**Consigne:** Selon le texte fourni, qu'Anatole a-t-il dérobé, et à qui ?

Deux personnages sont en scène : Anatole Langeron et Clémence Boliveau. Nous sommes en 1915 et Anatole, un jeune poilu, qui bénéfice d’une permission, rencontre sa marraine de guerre (une « marraine de guerre » est la correspondante épistolière d’un soldat sur le front, qui essaie par ses lettres de le soutenir dans son sacrifice pour la patrie). Seulement voilà, Anatole, qui n’a encore jamais connu les plaisirs de la chair, n’a pas traversé à rebours les champs dévastés de la Marne pour se contenter de câlins et de petits mignotages sur un banc, au jardin du Luxembourg. Et s’il consent à l’idée de mourir pour son pays, il n’est tout de même pas prêt à accepter l’idée de mourir puceau. Anatole le sans-grade est donc assez direct dans son approche tactique : – Clémence : Où vouliez-vous passer la nuit ? – Anatole : chez vous ! – Chez moi ? – Avec vous. – L’idée ne vous est pas venue que je pourrais vous refuser mon lit ? – Je peux dormir n’importe où. Clémence est nettement plus âgée que son jeune soupirant. Issue de la bourgeoisie parisienne, elle tient beaucoup au respect des convenances – elle est veuve de guerre – et à un langage approprié. Ce qui n’est pas le cas d’Anatole, qui a dérobé sans barguigner la montre d’un camarade, mort dans les tranchées, et qui s’exprime naturellement en argot pour justifier son acte : « Je n’allais pas me dégraisser pour une tocante. » Clémence, sans être insensible au charme de son correspondant, ne se laisse pas faire et repart à la drague un peu lourde et maladroite d’Anatole en lui conseillant d’aller « essayer son talent sur les professionnelles ». Mais elle n’est en fait pas aussi prude qu’elle le laisse croire. Elle accepte sans le dire de passer la nuit avec lui. – Anatole : Nous pouvons coucher ensemble sans nous accoupler. – Clémence : Et sans nous toucher. – Nous ne sommes pas des bêtes. – La guerre n’autorise pas tout… Le lecteur comprend que leur insistance à nous persuader qu’il ne va rien se passer entre eux fonctionne en fait comme la dénégation d’un malade sur le divan d’un psychanalyste. C’est efficace. On le voit : l’opposition fonctionne à plein entre deux personnages que tout oppose par la mécanique du comique de contraste. Et le comique de répétition, soutenu par des jeux de mots, donne aussi sa pleine mesure.

(Éléments d'un jeu de données)
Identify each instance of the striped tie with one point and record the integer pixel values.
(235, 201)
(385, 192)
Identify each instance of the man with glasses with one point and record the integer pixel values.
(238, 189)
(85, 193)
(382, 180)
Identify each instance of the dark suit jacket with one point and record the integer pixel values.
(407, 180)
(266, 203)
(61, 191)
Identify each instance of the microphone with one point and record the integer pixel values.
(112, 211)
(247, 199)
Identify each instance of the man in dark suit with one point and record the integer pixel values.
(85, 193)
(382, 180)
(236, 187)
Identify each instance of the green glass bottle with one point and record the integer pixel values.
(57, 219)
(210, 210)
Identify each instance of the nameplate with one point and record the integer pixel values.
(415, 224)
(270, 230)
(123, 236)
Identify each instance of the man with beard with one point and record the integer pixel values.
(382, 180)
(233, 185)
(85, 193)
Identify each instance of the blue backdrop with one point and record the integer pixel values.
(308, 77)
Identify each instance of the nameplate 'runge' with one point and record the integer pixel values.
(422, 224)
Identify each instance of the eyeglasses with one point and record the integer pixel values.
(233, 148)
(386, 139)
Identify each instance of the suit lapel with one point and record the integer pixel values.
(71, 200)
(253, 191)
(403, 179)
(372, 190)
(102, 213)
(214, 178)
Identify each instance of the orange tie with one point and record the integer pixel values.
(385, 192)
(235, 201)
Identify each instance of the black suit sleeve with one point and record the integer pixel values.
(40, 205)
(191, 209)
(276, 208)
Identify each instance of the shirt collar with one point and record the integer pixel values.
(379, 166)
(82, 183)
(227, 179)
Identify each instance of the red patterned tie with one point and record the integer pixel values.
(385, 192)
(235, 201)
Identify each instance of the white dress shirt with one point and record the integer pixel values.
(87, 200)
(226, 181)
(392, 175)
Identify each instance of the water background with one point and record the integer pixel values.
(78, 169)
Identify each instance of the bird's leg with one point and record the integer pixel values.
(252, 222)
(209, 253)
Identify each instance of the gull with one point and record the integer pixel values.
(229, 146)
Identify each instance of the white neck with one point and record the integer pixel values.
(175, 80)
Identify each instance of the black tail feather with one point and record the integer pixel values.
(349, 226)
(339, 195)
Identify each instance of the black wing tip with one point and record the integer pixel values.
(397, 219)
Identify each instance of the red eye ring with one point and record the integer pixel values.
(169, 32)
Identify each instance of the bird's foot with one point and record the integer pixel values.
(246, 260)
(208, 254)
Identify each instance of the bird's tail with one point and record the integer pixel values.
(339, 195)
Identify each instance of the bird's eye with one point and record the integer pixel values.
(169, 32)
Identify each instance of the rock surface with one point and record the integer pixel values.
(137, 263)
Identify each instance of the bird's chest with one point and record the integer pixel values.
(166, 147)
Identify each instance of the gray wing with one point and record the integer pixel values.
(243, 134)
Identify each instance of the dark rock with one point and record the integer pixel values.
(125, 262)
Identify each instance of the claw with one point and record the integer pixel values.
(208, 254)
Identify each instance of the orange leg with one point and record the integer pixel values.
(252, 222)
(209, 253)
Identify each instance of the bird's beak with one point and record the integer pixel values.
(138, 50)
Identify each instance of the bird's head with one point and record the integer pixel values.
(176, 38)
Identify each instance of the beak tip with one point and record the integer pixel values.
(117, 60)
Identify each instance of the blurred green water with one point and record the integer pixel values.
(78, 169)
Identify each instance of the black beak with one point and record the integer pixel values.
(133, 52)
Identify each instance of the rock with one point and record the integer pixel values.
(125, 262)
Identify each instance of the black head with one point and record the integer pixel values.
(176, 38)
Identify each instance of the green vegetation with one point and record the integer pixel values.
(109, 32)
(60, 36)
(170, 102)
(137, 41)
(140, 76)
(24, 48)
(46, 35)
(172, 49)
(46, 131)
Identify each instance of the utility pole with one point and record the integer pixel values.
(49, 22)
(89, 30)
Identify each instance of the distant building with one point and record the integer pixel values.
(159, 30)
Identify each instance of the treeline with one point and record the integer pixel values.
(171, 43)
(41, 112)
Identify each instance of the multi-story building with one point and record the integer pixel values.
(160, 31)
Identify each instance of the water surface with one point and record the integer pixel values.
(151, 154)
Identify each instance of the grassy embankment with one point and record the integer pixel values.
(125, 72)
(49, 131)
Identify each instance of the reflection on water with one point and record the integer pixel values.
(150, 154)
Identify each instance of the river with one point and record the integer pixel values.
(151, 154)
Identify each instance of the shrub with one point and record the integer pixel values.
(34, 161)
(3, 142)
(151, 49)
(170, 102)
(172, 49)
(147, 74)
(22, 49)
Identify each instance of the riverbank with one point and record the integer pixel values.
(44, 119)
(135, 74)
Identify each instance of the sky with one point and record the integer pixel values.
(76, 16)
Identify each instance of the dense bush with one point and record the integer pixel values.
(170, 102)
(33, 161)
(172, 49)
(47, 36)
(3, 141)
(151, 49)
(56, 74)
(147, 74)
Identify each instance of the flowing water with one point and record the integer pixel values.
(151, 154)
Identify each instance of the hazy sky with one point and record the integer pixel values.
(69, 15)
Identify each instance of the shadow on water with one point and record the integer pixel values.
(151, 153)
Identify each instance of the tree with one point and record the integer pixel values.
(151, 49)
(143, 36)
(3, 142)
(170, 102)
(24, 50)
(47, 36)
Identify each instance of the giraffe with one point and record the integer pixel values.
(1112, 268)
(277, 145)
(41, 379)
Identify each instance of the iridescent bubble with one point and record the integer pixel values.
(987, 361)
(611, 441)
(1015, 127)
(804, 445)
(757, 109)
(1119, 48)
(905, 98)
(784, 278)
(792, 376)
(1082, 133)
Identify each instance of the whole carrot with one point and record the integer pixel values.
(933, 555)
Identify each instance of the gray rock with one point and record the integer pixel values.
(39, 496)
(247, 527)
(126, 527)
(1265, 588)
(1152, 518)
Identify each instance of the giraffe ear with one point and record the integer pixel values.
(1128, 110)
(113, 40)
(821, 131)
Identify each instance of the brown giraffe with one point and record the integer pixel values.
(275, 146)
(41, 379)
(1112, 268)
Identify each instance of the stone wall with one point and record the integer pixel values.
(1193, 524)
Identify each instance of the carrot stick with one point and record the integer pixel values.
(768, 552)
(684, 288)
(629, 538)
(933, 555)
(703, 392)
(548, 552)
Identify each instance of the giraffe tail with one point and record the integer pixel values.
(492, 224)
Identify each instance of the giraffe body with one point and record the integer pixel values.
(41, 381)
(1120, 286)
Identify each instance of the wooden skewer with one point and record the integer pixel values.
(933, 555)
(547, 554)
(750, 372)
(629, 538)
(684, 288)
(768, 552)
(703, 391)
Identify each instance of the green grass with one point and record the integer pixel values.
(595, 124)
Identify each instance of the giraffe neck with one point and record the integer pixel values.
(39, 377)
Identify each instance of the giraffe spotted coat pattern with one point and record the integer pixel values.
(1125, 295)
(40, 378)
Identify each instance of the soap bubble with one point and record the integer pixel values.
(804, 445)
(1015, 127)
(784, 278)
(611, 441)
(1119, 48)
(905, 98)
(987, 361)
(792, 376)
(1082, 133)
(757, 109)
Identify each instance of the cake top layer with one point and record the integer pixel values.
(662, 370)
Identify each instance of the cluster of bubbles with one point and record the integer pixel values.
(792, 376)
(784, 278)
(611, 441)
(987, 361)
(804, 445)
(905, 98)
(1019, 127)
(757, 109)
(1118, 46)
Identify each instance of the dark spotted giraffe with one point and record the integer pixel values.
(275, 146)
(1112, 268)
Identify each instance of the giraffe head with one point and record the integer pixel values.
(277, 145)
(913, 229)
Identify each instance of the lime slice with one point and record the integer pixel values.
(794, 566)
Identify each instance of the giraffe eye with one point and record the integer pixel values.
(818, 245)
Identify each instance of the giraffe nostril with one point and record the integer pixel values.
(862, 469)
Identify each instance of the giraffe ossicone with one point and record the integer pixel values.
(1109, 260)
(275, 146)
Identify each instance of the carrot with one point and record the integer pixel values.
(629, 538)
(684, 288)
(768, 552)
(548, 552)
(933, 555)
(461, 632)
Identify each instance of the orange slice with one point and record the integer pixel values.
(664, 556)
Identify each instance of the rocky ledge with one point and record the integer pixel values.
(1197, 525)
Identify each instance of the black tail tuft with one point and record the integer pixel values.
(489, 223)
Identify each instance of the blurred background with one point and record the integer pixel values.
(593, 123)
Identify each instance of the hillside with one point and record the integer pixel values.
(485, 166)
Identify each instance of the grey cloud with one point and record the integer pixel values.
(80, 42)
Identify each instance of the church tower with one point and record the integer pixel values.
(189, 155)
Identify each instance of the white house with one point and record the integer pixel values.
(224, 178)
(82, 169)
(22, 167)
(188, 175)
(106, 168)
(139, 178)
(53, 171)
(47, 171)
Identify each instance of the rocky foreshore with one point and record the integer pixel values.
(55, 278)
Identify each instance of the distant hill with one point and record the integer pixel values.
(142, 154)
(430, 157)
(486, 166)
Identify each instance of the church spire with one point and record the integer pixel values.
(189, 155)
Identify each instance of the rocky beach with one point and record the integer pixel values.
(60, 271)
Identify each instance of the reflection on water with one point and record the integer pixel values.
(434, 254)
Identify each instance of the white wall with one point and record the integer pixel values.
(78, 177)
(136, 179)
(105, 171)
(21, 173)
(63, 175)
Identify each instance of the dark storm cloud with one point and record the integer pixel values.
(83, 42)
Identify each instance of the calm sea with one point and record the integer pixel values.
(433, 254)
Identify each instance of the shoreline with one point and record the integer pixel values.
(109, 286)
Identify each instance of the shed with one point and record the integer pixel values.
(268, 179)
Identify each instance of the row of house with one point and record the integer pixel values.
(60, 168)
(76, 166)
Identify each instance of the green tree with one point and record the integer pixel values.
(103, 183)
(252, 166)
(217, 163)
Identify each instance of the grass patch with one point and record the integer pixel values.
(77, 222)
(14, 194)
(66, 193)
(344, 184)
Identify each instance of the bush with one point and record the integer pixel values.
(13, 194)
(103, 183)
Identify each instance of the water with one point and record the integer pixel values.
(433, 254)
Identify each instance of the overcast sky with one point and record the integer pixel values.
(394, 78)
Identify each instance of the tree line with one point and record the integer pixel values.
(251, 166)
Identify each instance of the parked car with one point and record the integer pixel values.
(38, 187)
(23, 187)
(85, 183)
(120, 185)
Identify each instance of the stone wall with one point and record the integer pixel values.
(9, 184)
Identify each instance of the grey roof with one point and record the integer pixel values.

**Réponse de l'exercice:** La montre d'un camarade mort dans les tranchées.